Provided records –
»»

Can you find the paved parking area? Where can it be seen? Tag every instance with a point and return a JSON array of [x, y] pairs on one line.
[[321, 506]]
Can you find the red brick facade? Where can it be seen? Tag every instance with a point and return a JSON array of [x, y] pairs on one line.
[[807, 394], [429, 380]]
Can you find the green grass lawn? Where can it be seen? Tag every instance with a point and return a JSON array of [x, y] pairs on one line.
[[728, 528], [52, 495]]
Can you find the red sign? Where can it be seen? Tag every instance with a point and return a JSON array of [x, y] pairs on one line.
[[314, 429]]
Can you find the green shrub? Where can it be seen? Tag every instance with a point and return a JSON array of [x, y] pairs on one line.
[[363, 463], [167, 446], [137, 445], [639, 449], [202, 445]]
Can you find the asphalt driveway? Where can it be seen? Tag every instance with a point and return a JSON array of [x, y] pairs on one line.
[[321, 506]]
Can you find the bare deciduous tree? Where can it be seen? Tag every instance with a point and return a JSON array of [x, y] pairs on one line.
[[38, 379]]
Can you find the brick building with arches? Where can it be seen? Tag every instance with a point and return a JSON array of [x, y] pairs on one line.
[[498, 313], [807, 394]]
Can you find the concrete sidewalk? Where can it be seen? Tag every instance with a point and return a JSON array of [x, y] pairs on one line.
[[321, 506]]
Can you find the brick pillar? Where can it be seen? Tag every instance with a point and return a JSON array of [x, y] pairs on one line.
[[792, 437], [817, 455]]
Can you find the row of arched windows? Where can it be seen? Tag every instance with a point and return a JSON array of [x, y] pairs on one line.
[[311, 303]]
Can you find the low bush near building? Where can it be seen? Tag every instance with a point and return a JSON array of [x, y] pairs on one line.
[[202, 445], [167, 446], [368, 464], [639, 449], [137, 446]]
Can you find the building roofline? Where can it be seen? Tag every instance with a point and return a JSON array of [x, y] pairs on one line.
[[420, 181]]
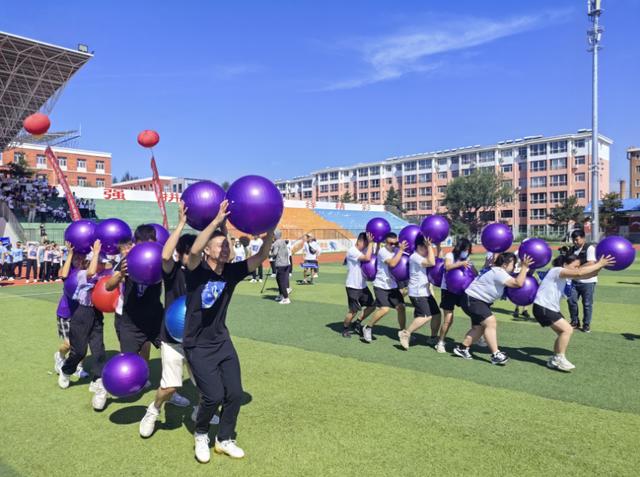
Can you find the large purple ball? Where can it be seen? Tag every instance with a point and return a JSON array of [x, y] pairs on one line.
[[144, 263], [378, 227], [458, 279], [255, 205], [538, 250], [202, 201], [496, 237], [401, 271], [110, 232], [524, 295], [409, 234], [162, 234], [435, 227], [369, 269], [81, 234], [125, 374], [619, 248], [436, 273]]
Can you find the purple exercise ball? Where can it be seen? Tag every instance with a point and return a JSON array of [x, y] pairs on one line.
[[436, 273], [435, 227], [110, 232], [202, 201], [524, 295], [378, 227], [369, 269], [255, 205], [125, 374], [458, 279], [619, 248], [538, 250], [409, 234], [496, 237], [401, 271], [144, 263], [81, 234], [162, 234]]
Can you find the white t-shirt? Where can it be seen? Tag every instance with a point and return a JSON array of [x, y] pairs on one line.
[[551, 290], [355, 278], [490, 286], [591, 257], [418, 280], [384, 279]]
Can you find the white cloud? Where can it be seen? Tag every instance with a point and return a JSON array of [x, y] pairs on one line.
[[393, 56]]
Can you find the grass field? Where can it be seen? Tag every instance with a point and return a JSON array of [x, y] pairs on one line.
[[320, 405]]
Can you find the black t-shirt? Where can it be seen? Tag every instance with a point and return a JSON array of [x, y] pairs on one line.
[[208, 297], [175, 285]]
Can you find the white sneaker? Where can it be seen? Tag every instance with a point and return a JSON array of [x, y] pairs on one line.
[[366, 334], [215, 420], [148, 423], [203, 453], [228, 447], [99, 399]]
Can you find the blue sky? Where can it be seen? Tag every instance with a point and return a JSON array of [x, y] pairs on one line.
[[281, 88]]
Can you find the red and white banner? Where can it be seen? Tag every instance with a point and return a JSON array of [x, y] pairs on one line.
[[157, 188], [53, 162]]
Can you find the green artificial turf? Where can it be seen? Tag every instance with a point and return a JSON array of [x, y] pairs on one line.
[[317, 404]]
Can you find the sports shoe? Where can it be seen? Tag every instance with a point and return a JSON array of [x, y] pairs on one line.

««

The task – Please rewrite everything from the start of the listing down through the line containing "[[314, 429]]", changing "paved parking area" to "parking lot" and leaving the rest as it is.

Result for this exercise –
Can you find the parking lot? Where can it be seen? Tag every instance with a point and return a JSON array of [x, y] pairs on one line.
[[321, 506]]
Can you find the red brick facade? Where can it be seen? Tag every instance with a point and return a JSON array of [x, y] pairs on one line.
[[807, 394], [429, 380]]
Can you find the green grass lawn? Where can it be seen? Tag every instance with a point and return a JSON array of [x, y] pairs on one line.
[[728, 528], [52, 495]]
Can you find the red sign? Where can it be seen? Tag every instance with a point and return a JSON array of [x, y] pairs on one line.
[[314, 429]]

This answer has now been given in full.